TASKS AND EXERCISES:
1 > Echo everything from "This is the" down to "part of it." in the family blog text, word for word.
2 > Please duplicate the records exactly, everything from the start of the records down to and including the line containing "box: [517, 420, 662, 630]".
#### SOURCE DOCUMENT
Whenever we take the kids to dinner they fight, whine or create a general scene. Scott wanted to take the kids to The Old Spaghetti Factory and I told him to go for it. Even in this loud kid friendly restaurant we've had a ruckus or two. After dinner he called to tell me the kids were absolutely perfect and have never eaten dinner so politely not even at home. So what does this say about me? I must incite the horrible behavior they normally have. What am I going to do about it? I'll let Scott take the kids out often to have dinner without me. Being all alone will be my sacrifice for a happy family. (Evil-LOL)


One Becomes Two

We have teeny tiny starfish crawling all over the glass of our fish tank. We started out with a few and over time they invaded. They are only as big as the diameter of a pink eraser on the end of a pencil. We've always wondered how they multiplied so quickly. I finally caught one becoming two the other day. They just split right in half and grow more legs.
The picture above and the one below are not of the same starfish. They don't change rapidly enough to even see any movement. It seems they know to keep still until we are not looking. This picture below even shows it's tiny feelers as it is dividing. On the lower left of the picture there is a white dot. That's a baby snail. I didn't even see it when I took the picture until I blew it up. The starfish look really spongy but are very crusty and hard.
These are our clown fish. Of course the large one is named Marlin and the smaller is Nemo. I was doing some reading and discovered the largest clown in the group is always the female. The rest are all males. If the female dies then the largest of the remaining males becomes the new female. Ooooh, Aaaah!
These are some of the rest of our fish. We have a scopas tang, the largest one here, a blue hippo tang (Dorie of course). We have some other interesting fish and creatures but they never stop moving and getting a picture is nearly impossible without it being too blurry.

Jamba Juicers


Lala Delma gave us her nice juicer. Scott brought in a 20 pound box of apples, we had some big fat carrots and the kids went to town. We ended up with 4 liters of juice. It was pretty easy and the kids had fun. I caught Clay using his fingers to stuff the apples down inside the machine twice. Good thing his fingers are short. Delma told us her favorite was an apple and carrot combo. She's right it was better than straight apple. Emmie was all business making the juice and Clay ate as many apples as he juiced.

Monday, January 12, 2009

Mr. Clay's Last Wild Ride

This is the ride when Clay called it quits. He was through because it was just too scary. We couldn't figure him out. He is such a dare-devil all the time. All we can figure is if it was his idea to throw himself down a scary hill at top speed he'd be scared but determined to do it again and again. Since it was our idea he was having no part of it.

Sledding as Seen through Annie's Eyes

I videoed my first trip down the hill. It was a little faster than I thought it would be and it ended hard. There were some good spins towards the bottom.

Woah Dad!
########
#### DATA EXCERPTS
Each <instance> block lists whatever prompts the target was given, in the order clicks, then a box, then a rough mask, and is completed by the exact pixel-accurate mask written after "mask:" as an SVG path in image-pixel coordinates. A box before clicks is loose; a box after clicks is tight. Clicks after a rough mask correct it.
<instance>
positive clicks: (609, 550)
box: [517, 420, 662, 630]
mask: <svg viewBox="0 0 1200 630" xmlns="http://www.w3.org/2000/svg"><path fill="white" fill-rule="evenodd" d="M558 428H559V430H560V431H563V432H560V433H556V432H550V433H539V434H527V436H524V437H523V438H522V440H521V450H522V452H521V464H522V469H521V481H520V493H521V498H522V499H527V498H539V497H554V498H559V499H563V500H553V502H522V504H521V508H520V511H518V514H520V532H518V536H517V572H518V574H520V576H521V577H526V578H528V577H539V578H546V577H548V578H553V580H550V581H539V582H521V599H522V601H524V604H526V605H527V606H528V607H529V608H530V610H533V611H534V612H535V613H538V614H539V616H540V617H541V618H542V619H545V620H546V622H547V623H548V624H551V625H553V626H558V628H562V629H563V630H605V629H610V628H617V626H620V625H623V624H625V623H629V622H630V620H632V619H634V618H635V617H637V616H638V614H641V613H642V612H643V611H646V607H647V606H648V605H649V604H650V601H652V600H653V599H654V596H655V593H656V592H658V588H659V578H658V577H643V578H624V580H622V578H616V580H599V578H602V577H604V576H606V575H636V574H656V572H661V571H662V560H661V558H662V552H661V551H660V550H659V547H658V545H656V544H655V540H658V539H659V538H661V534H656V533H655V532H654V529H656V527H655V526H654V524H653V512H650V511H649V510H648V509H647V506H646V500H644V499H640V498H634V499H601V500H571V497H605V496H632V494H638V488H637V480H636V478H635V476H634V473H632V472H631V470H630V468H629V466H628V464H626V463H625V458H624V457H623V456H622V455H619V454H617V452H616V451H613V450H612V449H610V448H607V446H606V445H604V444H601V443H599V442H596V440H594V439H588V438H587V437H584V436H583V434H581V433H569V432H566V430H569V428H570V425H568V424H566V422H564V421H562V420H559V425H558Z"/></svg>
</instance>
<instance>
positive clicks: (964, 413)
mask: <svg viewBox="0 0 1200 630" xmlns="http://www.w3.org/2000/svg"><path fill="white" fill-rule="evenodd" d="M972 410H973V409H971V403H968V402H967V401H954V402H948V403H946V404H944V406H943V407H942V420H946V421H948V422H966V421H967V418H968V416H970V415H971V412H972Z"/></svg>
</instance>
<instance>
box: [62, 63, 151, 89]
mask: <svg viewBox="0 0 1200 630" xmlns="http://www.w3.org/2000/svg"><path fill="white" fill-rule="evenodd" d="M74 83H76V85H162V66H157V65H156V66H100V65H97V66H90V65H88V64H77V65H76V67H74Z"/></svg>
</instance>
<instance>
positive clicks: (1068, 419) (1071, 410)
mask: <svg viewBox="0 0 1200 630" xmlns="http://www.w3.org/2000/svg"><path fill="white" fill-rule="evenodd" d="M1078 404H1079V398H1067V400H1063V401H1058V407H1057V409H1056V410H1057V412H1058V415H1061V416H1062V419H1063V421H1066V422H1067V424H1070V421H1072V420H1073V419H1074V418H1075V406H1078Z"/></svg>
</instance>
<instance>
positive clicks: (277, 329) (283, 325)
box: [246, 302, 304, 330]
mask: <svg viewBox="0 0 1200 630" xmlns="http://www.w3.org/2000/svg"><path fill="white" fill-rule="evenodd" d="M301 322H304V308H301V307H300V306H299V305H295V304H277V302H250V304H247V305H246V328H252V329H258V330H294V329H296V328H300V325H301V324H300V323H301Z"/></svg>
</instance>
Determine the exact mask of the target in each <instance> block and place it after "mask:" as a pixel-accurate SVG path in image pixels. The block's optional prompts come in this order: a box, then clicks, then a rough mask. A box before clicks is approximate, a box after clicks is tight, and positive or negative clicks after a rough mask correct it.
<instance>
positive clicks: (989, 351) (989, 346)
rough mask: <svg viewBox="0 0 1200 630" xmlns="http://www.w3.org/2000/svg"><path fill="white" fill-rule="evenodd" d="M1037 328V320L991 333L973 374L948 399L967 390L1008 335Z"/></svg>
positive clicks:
########
YOUR RESPONSES:
1 >
This is the ride when Clay called it quits. He was through because it was just too scary. We couldn't figure him out. He is such a dare-devil all the time. All we can figure is if it was his idea to throw himself down a scary hill at top speed he'd be scared but determined to do it again and again. Since it was our idea he was having no part of it.

2 >
Each <instance> block lists whatever prompts the target was given, in the order clicks, then a box, then a rough mask, and is completed by the exact pixel-accurate mask written after "mask:" as an SVG path in image-pixel coordinates. A box before clicks is loose; a box after clicks is tight. Clicks after a rough mask correct it.
<instance>
positive clicks: (609, 550)
box: [517, 420, 662, 630]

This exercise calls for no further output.